Selected excerpt >>
Yesterday, homemade coconut yoghurt (plus cow milk live yoghurt as starter) plus blackberries from back garden (2 mins in microwave plus some caster sugar stirred in)--tasty, but runny enough for drinking.

Today, homemade, goat milk yoghurt (plus cow milk live yoghurt as starter) plus blackberries (as above)--goat-y, tasty, and a little less runny.

Tags:

There's no accounting for cats

Mr Socks has spent the last few weeks looking up longingly at my lap, which was almost inevitably occupied by Little. I've made sure he's got his share of my attention, when Little decamped to M or Looby Loo.

Now, of course, he's avoiding me and Mr Oswald--the non-lap cat--has happily curled up on me.

Accounting for a Cat (1)

We adopted Little on June 6th 1996 (I just checked the paperwork). She was a year old, but had been at the Blue Cross for six months (we were told: they were trying very hard to "sell" Big, but especially Little, to us). So she could have been not much more than one up to nearly two and a half. She was at the very least 20 when she died.

A pretty good innings.

Extracted data entries >>
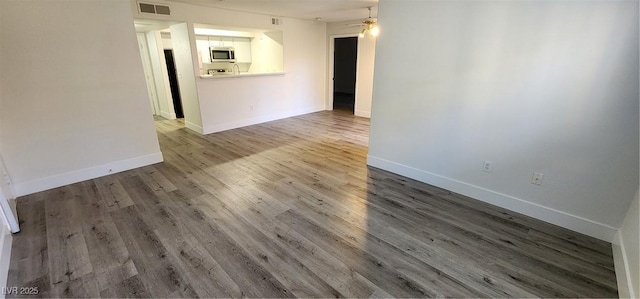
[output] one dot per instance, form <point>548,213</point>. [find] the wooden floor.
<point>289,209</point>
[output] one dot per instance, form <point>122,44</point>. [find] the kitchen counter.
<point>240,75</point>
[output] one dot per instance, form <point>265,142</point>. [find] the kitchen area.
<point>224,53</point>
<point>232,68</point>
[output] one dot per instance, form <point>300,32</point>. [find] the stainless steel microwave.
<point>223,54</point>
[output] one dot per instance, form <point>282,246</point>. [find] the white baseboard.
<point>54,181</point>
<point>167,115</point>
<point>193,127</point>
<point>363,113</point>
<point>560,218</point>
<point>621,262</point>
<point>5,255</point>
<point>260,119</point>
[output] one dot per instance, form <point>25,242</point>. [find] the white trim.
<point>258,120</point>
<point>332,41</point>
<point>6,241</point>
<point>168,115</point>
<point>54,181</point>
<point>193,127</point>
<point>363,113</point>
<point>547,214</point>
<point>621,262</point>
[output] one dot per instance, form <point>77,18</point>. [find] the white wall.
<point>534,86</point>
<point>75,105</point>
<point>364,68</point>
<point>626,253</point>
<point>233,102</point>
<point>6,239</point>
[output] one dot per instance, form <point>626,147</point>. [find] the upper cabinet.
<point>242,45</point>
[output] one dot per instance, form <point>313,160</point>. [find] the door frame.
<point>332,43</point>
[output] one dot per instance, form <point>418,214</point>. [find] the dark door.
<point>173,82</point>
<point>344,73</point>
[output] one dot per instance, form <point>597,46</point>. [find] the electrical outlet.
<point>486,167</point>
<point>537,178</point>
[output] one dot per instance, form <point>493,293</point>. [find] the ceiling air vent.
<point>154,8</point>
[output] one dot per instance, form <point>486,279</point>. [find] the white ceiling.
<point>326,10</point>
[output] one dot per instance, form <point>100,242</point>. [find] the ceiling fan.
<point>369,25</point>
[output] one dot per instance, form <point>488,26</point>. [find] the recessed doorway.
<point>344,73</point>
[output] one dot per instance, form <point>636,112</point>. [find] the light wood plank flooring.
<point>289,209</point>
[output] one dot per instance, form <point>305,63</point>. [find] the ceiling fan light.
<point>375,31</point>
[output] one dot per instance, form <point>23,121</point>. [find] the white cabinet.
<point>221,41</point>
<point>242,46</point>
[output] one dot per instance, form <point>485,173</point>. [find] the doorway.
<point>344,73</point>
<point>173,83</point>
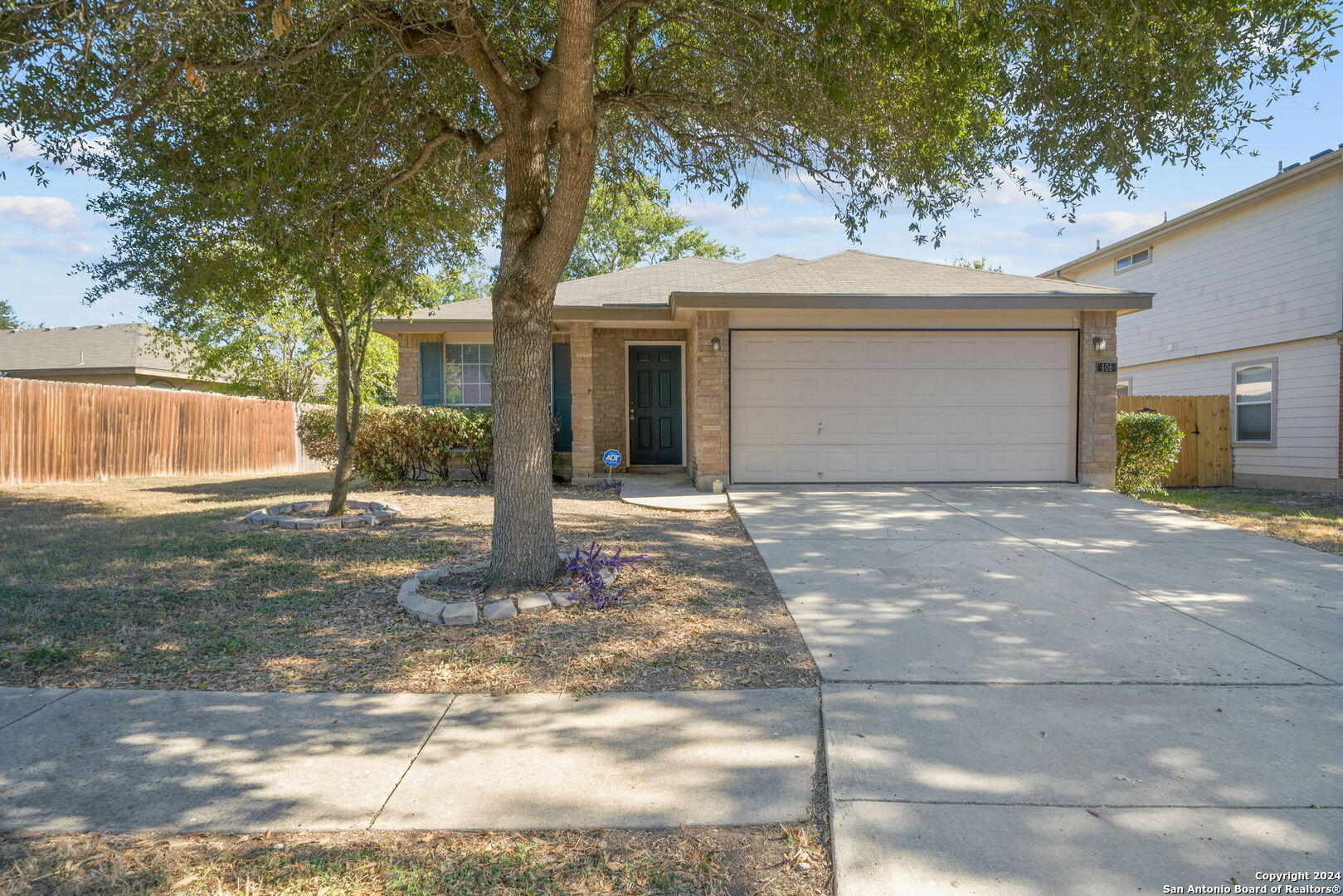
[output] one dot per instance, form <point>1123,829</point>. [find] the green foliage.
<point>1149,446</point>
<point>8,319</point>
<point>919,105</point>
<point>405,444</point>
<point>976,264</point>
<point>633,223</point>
* * *
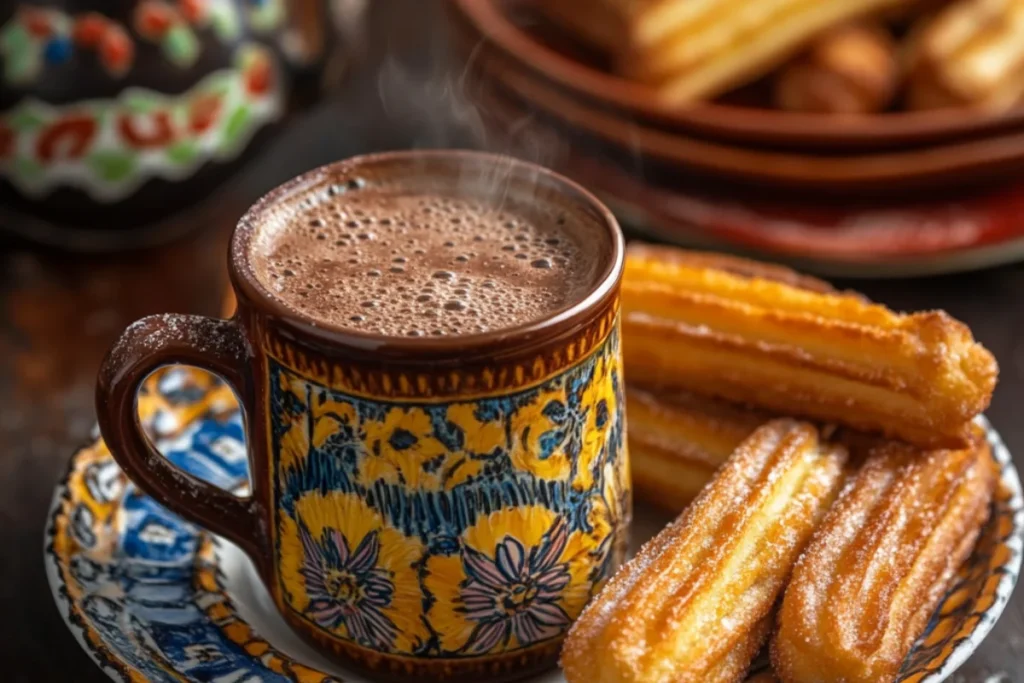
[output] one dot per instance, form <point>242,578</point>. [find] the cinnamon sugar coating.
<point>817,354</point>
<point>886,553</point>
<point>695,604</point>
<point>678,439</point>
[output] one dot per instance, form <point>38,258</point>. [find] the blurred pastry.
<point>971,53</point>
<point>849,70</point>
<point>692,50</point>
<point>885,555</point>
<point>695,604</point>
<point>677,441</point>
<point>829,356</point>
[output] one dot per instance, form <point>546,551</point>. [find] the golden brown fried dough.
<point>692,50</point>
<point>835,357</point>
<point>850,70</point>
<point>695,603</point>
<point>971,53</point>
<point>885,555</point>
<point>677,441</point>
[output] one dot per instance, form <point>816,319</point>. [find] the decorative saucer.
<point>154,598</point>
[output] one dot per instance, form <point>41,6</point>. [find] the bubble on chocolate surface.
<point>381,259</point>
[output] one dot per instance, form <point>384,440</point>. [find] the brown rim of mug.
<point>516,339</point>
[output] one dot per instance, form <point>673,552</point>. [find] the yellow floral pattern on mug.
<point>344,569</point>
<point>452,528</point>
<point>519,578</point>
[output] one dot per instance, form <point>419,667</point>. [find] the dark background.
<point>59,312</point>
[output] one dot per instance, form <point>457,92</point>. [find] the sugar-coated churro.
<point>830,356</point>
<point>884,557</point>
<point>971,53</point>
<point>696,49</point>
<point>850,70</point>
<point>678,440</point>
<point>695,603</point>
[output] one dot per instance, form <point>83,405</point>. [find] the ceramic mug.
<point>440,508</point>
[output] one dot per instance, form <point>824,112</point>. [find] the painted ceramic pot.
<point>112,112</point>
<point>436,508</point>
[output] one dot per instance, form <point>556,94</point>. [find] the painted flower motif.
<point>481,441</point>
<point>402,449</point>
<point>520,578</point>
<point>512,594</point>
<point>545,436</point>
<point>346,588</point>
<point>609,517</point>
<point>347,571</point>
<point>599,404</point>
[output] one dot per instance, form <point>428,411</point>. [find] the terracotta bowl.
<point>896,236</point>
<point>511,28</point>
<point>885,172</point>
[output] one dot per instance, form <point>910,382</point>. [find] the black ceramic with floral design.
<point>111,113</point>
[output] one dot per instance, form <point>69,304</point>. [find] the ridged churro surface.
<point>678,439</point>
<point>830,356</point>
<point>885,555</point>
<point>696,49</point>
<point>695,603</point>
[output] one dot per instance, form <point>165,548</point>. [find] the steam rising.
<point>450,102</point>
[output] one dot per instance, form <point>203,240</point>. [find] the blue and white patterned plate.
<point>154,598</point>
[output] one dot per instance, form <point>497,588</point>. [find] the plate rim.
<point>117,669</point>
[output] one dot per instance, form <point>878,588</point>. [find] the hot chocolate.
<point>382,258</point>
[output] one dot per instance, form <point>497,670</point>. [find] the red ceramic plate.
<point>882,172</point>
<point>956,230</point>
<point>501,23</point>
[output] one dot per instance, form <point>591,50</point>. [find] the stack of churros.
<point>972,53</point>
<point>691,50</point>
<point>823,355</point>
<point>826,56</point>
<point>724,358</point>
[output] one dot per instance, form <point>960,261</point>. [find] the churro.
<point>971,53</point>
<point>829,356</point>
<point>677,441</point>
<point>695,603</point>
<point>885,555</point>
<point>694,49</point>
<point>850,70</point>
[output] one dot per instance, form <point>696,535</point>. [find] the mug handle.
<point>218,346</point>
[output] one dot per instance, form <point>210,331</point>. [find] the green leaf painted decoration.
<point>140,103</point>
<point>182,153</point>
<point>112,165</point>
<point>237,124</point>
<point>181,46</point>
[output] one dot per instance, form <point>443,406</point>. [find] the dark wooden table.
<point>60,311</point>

Set tasks >>
**A)** In the blog post about homemade yoghurt and cats, retype everything from "Today, homemade, goat" down to "or Looby Loo.".
**B)** Translate this sentence from the blog post about homemade yoghurt and cats into French: "She was at the very least 20 when she died."
**C)** Write what comes next in the blog post about homemade yoghurt and cats, starting after its final line.

The replies >>
**A)**
Today, homemade, goat milk yoghurt (plus cow milk live yoghurt as starter) plus blackberries (as above)--goat-y, tasty, and a little less runny.

Tags:

There's no accounting for cats

Mr Socks has spent the last few weeks looking up longingly at my lap, which was almost inevitably occupied by Little. I've made sure he's got his share of my attention, when Little decamped to M or Looby Loo.

**B)** Elle avait au moins 20 ans quand elle est morte.

**C)**
Empty

My parents bought this cat basket a very long time ago (at least thirty years):
DSCF0565
It was a step up in the world for the cat (possibly not Moggy, but definitely Kitty) as before that we'd used any old cardboard box for feline transportation (or none at all, until Moggy decided that the best place to travel in the car was under the brake pedal).
It served as Kitty's bed, too, and was where Mieze was born, but not the rest of the kittens. Felix, the last of those kittens, also slept in it.
When my Dad brought Astrophe over from Wales just after we moved in here, she came in this basket. She didn't take to sleeping in it, but it's carried on performing its cat-carrying duties, to and from the vee ee tee ever since. Big generally got to go in it, 'cos our other carrier was smaller.
DSCF0449
Today we settled Little in it for her last two journeys.
Empty:
DSCF0564

Tags:

Bah!

I've done my back in. Just like the previous two occasions, but veering towards the worse of the first time rather than the not so bad of the second.

So, no trip down to Wells with M to drop Looby Loo at Latin Camp. Bah! I like Wells. (I like wells, too, but that's something entirely different.)

Now how to explain to the fading Little cat that there is absolutely no way I can stand her sleeping on me tonight.

Wet, wet, vet

On 16th July 1662 Pepys posted (oops! wrote):

"In the morning I found all my ceilings, spoiled with rain last night, so that I fear they must be all new whited when the work is done."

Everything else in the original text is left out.